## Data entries
☆ ☆ ☆ ☆

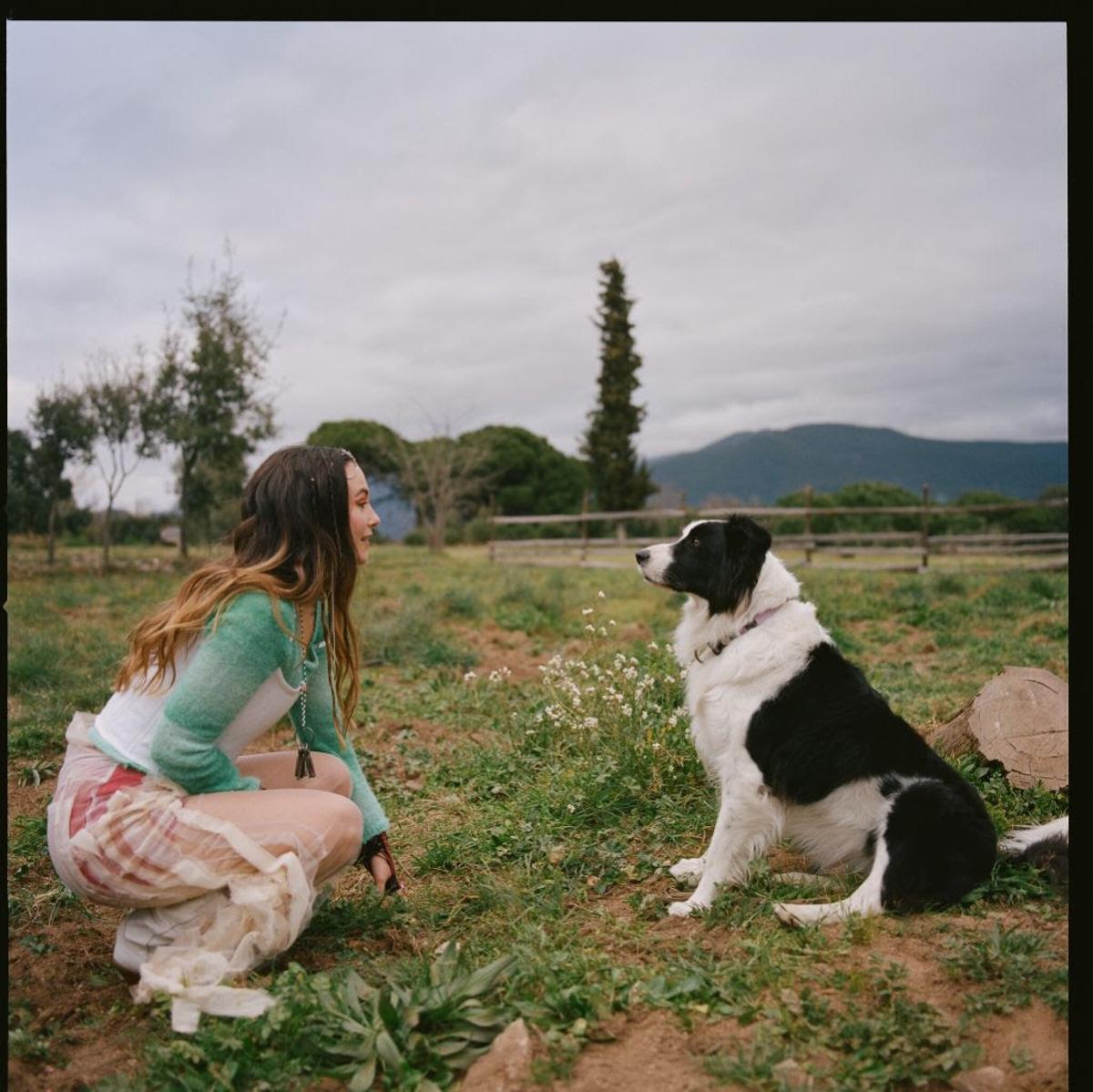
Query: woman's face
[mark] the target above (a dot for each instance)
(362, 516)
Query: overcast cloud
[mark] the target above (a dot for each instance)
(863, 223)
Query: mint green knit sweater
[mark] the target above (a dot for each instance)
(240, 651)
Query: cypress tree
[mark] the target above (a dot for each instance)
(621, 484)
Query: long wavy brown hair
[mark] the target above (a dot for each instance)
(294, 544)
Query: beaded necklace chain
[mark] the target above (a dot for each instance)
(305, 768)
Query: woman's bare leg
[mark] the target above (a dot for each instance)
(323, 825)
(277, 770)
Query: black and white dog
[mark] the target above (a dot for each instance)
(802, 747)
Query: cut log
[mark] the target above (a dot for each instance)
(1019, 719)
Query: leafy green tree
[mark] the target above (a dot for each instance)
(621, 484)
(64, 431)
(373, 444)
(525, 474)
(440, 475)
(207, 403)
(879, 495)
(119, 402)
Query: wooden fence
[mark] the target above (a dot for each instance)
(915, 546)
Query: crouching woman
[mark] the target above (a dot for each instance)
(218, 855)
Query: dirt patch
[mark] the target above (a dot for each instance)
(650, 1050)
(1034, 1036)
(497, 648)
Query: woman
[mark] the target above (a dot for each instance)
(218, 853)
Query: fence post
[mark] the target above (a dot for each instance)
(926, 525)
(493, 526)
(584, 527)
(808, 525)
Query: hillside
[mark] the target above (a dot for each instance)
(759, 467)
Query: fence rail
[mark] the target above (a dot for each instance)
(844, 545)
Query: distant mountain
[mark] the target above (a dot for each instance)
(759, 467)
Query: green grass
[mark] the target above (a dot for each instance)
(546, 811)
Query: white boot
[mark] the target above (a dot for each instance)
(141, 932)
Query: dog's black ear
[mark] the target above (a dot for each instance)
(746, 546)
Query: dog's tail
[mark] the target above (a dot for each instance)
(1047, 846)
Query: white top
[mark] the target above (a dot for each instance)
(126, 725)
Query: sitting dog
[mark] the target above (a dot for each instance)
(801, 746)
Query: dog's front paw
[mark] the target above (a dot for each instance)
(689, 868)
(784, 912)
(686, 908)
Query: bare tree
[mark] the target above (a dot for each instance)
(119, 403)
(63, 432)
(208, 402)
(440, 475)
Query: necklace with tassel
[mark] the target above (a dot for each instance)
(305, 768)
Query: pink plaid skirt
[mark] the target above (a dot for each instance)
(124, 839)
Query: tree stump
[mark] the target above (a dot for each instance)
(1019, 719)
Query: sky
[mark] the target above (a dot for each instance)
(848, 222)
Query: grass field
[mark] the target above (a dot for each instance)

☆ ☆ ☆ ☆

## Exercise task
Reproduce the data entries from the line with "Query: dirt patch" to the line with "(1047, 846)", substituting "puppy's" for every occurrence of "dog's" and leaving all else unchanged.

## Solution to the exercise
Query: dirt patch
[mark] the target above (a dot for each instance)
(650, 1050)
(1034, 1036)
(497, 648)
Query: woman
[mark] the target above (a dot for each instance)
(218, 853)
Query: fence post
[mark] the target above (a dot for each instance)
(926, 525)
(493, 526)
(584, 527)
(808, 525)
Query: hillside
[mark] the target above (a dot for each instance)
(759, 467)
Query: fence rail
[mark] the target above (a dot for each instance)
(844, 545)
Query: distant mountain
[mark] the target above (a dot for each instance)
(759, 467)
Query: green grass
[mark] the target above (a dot for each instance)
(546, 811)
Query: white boot
[mark] the target above (a dot for each instance)
(141, 932)
Query: puppy's black ear
[mark] the target above (a dot for each instance)
(746, 546)
Query: puppy's tail
[mark] the target above (a dot for each instance)
(1047, 846)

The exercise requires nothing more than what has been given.